» **Records for this exercise**:
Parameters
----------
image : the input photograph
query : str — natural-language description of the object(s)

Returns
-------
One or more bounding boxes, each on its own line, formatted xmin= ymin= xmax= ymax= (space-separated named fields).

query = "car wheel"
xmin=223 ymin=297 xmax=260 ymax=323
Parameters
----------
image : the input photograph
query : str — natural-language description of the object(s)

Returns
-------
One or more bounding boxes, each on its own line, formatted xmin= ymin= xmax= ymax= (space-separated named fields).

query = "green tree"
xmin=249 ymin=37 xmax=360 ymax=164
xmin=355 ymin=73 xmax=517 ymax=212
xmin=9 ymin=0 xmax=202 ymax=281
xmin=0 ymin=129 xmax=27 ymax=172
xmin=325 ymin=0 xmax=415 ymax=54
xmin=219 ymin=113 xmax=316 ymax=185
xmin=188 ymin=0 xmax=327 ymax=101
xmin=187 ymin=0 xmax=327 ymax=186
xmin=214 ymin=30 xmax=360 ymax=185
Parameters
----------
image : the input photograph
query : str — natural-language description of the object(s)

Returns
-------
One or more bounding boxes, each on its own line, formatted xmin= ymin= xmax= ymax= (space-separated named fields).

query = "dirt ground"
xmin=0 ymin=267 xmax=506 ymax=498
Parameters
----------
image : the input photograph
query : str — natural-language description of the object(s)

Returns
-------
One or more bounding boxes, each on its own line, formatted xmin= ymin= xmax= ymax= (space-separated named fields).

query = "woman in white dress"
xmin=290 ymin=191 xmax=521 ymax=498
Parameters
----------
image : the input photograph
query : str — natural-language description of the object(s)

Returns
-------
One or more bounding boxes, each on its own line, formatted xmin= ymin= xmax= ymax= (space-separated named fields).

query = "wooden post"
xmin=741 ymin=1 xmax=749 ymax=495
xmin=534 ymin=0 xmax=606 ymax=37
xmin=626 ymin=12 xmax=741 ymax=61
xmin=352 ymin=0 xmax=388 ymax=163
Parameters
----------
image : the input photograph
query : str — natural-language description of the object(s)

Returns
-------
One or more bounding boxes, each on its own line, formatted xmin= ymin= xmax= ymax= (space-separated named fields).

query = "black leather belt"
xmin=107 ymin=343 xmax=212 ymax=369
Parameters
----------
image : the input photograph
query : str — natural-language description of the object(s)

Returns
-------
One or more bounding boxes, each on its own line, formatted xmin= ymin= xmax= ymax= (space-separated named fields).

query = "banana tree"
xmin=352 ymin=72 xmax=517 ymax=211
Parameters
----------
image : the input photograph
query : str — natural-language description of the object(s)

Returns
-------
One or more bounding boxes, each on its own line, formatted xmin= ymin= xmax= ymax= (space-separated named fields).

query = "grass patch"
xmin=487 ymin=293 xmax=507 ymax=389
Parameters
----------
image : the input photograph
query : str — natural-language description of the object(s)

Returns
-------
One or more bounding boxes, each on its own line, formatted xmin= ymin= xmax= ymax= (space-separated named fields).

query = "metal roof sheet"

» **Exercise brief**:
Starting at the first line, transcribe the material through to the last.

» **Solution for this task**:
Parameters
----------
image : the input photograph
query : str — natural-language description of the object(s)

Returns
-------
One or more bounding boxes, each on its own line, formatted xmin= ymin= xmax= ymax= (space-separated named fields).

query = "car wheel"
xmin=223 ymin=297 xmax=260 ymax=323
Parameters
----------
image : the input photograph
query : str — natural-language description of the object(s)

Returns
-------
One or more bounding boxes, each on its own line, formatted xmin= ymin= xmax= ymax= (space-separated named fields).

query = "green tree"
xmin=249 ymin=37 xmax=360 ymax=164
xmin=355 ymin=73 xmax=517 ymax=212
xmin=9 ymin=0 xmax=202 ymax=281
xmin=0 ymin=129 xmax=27 ymax=172
xmin=325 ymin=0 xmax=415 ymax=54
xmin=219 ymin=113 xmax=316 ymax=185
xmin=188 ymin=0 xmax=327 ymax=101
xmin=187 ymin=0 xmax=327 ymax=186
xmin=214 ymin=30 xmax=360 ymax=185
Parameters
----------
image : the input photograph
query : str — natural-language description of the object(s)

Returns
-------
One or more bounding boxes, each on its own line, formatted xmin= ymin= xmax= ymax= (space-separated named fields).

query = "dirt ground"
xmin=0 ymin=267 xmax=506 ymax=498
Parameters
----------
image : the input photograph
query : str — natural-language description of the object(s)

Returns
-------
One or more bounding boxes, each on its own line, formatted xmin= ymin= xmax= ymax= (space-separated named fields).

query = "woman in white dress"
xmin=290 ymin=191 xmax=521 ymax=498
Parameters
----------
image : the input photograph
query : str — natural-language description of the object(s)

Returns
-------
One or more bounding boxes, each on its own line, formatted xmin= ymin= xmax= ymax= (space-separated named fields).

query = "wooden post"
xmin=741 ymin=1 xmax=749 ymax=495
xmin=534 ymin=0 xmax=606 ymax=37
xmin=626 ymin=12 xmax=741 ymax=61
xmin=352 ymin=0 xmax=388 ymax=163
Parameters
----------
image : the input photograph
query : str — natural-language description of the object(s)

Returns
-------
One or more bounding boxes, each on its own line, formatted xmin= ymin= xmax= ymax= (space-separated named fields).

query = "black leather belt"
xmin=107 ymin=343 xmax=212 ymax=369
Parameters
----------
image : the input photograph
query : str — natural-language description of the object(s)

Returns
-------
One or more bounding boxes, each on its own line, formatted xmin= ymin= xmax= ymax= (space-separated named fields).

query = "banana tree"
xmin=352 ymin=72 xmax=517 ymax=211
Parameters
----------
image : the input photograph
query : str — natural-language description of the object(s)

Returns
-------
One or more bounding boxes, each on its own line, formatted xmin= ymin= xmax= ymax= (space-separated named fields).

query = "grass patch"
xmin=487 ymin=293 xmax=507 ymax=389
Parameters
----------
image : the input photograph
query : str — natural-language description of the object(s)

Returns
-------
One or more bounding boxes, each on its own line, formatted xmin= ymin= xmax= ymax= (space-separated named fields).

query = "metal roof sheet"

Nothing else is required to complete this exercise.